- _WHAT YOU ARE ASKED TO DO_
Every line of the data below is to be duplicated exactly, pictures excepted.

[[ RECORDS FOR THE EXERCISE open ]]

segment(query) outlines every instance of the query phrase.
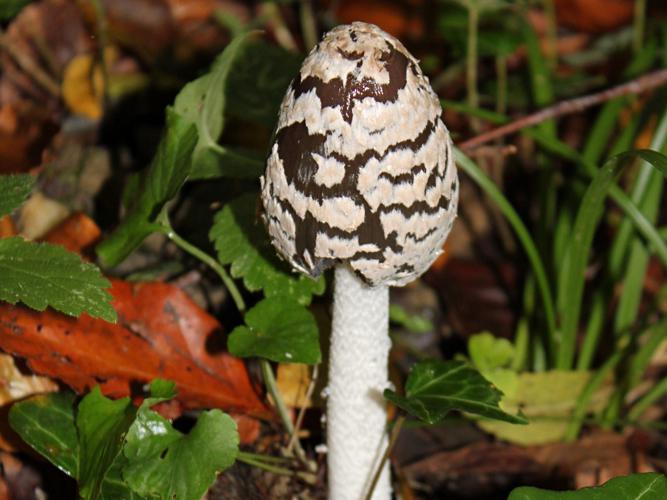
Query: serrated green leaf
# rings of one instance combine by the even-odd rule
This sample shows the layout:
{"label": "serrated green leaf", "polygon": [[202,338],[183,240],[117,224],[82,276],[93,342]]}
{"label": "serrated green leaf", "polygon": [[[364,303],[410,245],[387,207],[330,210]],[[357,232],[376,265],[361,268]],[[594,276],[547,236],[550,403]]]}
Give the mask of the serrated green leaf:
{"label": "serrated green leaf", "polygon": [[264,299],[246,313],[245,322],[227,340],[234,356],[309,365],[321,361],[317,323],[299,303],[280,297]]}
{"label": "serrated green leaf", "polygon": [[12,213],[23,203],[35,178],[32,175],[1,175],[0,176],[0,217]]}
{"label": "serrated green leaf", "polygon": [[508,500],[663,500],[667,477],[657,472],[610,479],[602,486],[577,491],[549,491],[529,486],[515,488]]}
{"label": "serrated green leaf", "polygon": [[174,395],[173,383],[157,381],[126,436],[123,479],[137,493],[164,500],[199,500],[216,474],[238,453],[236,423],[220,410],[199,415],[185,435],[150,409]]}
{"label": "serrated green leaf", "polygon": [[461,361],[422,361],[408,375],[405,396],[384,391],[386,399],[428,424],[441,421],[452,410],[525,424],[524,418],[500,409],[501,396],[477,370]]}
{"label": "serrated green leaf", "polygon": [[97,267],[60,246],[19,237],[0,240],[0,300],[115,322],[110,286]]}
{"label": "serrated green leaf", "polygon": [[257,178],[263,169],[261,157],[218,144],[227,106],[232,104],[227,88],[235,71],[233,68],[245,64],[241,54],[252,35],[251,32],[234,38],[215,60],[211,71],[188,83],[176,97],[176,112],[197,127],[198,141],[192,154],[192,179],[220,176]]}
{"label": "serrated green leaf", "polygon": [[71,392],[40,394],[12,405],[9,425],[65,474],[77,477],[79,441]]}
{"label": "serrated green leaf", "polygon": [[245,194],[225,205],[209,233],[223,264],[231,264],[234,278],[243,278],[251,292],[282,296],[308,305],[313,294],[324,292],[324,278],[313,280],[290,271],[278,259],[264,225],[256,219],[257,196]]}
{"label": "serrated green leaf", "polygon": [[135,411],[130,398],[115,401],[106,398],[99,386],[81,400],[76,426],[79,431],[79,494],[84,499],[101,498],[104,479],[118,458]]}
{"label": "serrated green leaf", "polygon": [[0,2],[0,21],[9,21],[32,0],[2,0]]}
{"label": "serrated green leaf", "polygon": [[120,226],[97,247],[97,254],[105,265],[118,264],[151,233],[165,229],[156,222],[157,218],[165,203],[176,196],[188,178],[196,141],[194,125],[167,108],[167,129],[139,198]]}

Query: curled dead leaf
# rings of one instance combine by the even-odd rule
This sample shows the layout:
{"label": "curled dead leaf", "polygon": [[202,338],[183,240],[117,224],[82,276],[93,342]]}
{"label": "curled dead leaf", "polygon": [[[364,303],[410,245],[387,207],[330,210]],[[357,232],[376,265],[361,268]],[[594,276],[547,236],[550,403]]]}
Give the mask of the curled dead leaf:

[[ RECORDS FOR THE EXERCISE closed ]]

- _EXERCISE RESPONSE_
segment(query) outlines every instance of the query phrase.
Query: serrated green leaf
# rings of one instance combine by the even-odd rule
This sample shows the layout:
{"label": "serrated green leaf", "polygon": [[202,338],[183,240],[117,224],[82,276],[93,342]]}
{"label": "serrated green leaf", "polygon": [[[364,303],[410,245],[387,207],[330,210]],[[357,232],[376,265],[361,268]],[[594,276],[547,236],[550,403]]]}
Give the mask of the serrated green leaf:
{"label": "serrated green leaf", "polygon": [[264,299],[246,313],[245,322],[227,340],[234,356],[309,365],[321,361],[317,323],[299,303],[280,297]]}
{"label": "serrated green leaf", "polygon": [[12,213],[23,203],[35,178],[32,175],[1,175],[0,176],[0,217]]}
{"label": "serrated green leaf", "polygon": [[508,500],[663,500],[667,477],[657,472],[610,479],[602,486],[577,491],[549,491],[529,486],[515,488]]}
{"label": "serrated green leaf", "polygon": [[174,395],[173,383],[157,381],[126,436],[123,479],[137,493],[164,500],[199,500],[216,474],[238,453],[236,423],[220,410],[199,415],[185,435],[150,409]]}
{"label": "serrated green leaf", "polygon": [[461,361],[422,361],[408,375],[405,396],[384,391],[386,399],[428,424],[441,421],[452,410],[525,424],[524,418],[500,409],[501,396],[477,370]]}
{"label": "serrated green leaf", "polygon": [[97,267],[60,246],[19,237],[0,240],[0,300],[115,322],[110,286]]}
{"label": "serrated green leaf", "polygon": [[257,178],[263,169],[261,157],[218,144],[227,106],[232,104],[227,88],[235,71],[233,68],[245,64],[241,54],[252,35],[251,32],[234,38],[215,60],[211,71],[188,83],[176,97],[176,112],[197,127],[198,141],[192,154],[192,179],[220,176]]}
{"label": "serrated green leaf", "polygon": [[71,392],[40,394],[12,405],[9,425],[65,474],[77,477],[79,441]]}
{"label": "serrated green leaf", "polygon": [[245,194],[225,205],[209,233],[223,264],[231,264],[234,278],[243,278],[251,292],[282,296],[308,305],[313,294],[324,292],[324,278],[313,280],[290,271],[278,259],[264,225],[256,219],[257,196]]}
{"label": "serrated green leaf", "polygon": [[135,411],[130,398],[115,401],[106,398],[99,386],[81,400],[76,426],[79,431],[79,494],[84,499],[101,498],[104,479],[118,458]]}
{"label": "serrated green leaf", "polygon": [[0,2],[0,21],[9,21],[32,0],[2,0]]}
{"label": "serrated green leaf", "polygon": [[120,226],[97,247],[97,254],[105,265],[118,264],[151,233],[165,229],[156,222],[157,218],[165,203],[176,196],[188,178],[196,141],[194,125],[167,108],[167,129],[139,198]]}

Query: curled dead leaf
# rings of one instance combine by the even-odd rule
This sample shows the layout:
{"label": "curled dead leaf", "polygon": [[202,338],[183,240],[117,224],[82,276],[93,342]]}
{"label": "curled dead leaf", "polygon": [[[364,303],[410,245],[387,207],[330,210]],[[357,232],[376,265],[361,268]],[[594,276],[547,236],[550,403]]]}
Give the mask of the curled dead leaf:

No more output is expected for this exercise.